* _Saved data entries_
--- start ---

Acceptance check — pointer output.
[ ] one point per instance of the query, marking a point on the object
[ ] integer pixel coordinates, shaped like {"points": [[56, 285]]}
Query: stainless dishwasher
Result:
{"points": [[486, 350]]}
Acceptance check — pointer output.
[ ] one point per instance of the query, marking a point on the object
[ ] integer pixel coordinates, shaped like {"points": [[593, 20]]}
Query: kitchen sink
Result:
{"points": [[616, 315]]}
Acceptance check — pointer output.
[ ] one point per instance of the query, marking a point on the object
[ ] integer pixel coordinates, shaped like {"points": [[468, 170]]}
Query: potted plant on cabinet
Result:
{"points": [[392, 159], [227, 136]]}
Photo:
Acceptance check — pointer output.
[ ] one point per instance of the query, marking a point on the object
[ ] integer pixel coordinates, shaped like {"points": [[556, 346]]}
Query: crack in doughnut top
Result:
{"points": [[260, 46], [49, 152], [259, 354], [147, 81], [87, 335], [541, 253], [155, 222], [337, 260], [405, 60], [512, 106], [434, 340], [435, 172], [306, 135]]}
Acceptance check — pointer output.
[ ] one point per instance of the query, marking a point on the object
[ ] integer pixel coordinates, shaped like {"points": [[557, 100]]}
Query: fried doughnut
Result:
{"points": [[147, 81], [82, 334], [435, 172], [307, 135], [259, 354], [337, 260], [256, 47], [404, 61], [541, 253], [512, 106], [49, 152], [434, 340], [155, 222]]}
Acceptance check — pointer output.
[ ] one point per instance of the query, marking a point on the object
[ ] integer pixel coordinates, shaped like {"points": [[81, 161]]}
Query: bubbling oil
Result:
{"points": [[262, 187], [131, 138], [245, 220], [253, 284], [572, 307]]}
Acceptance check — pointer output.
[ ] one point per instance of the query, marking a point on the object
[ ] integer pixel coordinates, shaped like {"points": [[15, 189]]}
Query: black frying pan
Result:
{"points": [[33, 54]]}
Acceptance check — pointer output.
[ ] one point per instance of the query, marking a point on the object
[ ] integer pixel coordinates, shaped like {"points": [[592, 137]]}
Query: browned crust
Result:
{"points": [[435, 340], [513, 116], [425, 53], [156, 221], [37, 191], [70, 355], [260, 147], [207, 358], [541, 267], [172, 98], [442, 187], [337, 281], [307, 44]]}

--- end ---

* _Set task_
Return every line in the items above that contains the word "shaped". Case counts.

* _Problem solution_
[ ] integer pixel coordinates, shaped like {"points": [[56, 285]]}
[ ] integer pixel coordinates, shaped like {"points": [[593, 20]]}
[ ] integer pixel coordinates, shaped like {"points": [[468, 170]]}
[ ] integer pixel coordinates, shaped like {"points": [[556, 346]]}
[ ] integer pixel coordinates, shaped like {"points": [[557, 100]]}
[ ] integer pixel coordinates, shaped like {"points": [[81, 161]]}
[ ] integer pixel coordinates, shaped like {"points": [[15, 189]]}
[ ] integer pixel coordinates, shaped like {"points": [[592, 137]]}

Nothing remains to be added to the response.